§ COSA FARE
Ricopia senza modifiche il tratto del testo sul trattamento del DPTS che va da "In ultimo vi" fino a "tre componenti dell’ansia.".

§ TESTO DA LEGGERE
######

In ultimo vi è la prova comportamentale in cui si attua una esposizione graduale, questa volta in vivo, nella concretezza delle situazioni di vita quotidiana.
Entrando più nello specifico del trattamento indicato per il DPTS, lo SIT inizia con una prima fase psicoeducativa in cui si descrive al paziente lo sviluppo delle risposte d’ansia e il condizionamento agli stimoli ansiogeni.
Il terapeuta incoraggia il paziente a identificare gli stimoli che suscitano in lui risposte di ansia e di evitamento e spiega che l’ansia si può esprimere sia con reazioni fisiologiche che con pensieri e comportamenti.
Il paziente apprende in seguito le abilità per gestire queste tre componenti dell’ansia.

######

§ I DATI

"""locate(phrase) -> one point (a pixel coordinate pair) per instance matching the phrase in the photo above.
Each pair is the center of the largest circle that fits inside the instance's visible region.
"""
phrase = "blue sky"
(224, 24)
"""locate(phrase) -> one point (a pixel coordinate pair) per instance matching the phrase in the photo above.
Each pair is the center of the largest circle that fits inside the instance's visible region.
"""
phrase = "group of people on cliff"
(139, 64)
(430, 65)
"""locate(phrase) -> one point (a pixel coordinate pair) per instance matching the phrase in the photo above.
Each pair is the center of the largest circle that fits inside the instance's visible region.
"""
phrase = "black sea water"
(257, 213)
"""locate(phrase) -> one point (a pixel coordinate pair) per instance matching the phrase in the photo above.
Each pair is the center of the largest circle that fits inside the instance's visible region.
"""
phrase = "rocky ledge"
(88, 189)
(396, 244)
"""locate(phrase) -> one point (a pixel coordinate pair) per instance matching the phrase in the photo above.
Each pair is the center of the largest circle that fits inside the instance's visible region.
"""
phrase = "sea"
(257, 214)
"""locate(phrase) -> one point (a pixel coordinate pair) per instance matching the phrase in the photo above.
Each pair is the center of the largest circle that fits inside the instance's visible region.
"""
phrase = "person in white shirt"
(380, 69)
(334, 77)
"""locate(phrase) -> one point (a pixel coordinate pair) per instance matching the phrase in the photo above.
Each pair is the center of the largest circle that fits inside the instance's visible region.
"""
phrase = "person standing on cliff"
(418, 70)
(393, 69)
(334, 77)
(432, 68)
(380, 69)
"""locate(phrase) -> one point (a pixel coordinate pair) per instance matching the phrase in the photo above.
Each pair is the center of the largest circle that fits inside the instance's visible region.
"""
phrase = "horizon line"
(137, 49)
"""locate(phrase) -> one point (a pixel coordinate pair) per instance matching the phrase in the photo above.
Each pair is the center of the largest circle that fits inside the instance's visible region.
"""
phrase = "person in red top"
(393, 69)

######

§ RISPOSTA
In ultimo vi è la prova comportamentale in cui si attua una esposizione graduale, questa volta in vivo, nella concretezza delle situazioni di vita quotidiana.
Entrando più nello specifico del trattamento indicato per il DPTS, lo SIT inizia con una prima fase psicoeducativa in cui si descrive al paziente lo sviluppo delle risposte d’ansia e il condizionamento agli stimoli ansiogeni.
Il terapeuta incoraggia il paziente a identificare gli stimoli che suscitano in lui risposte di ansia e di evitamento e spiega che l’ansia si può esprimere sia con reazioni fisiologiche che con pensieri e comportamenti.
Il paziente apprende in seguito le abilità per gestire queste tre componenti dell’ansia.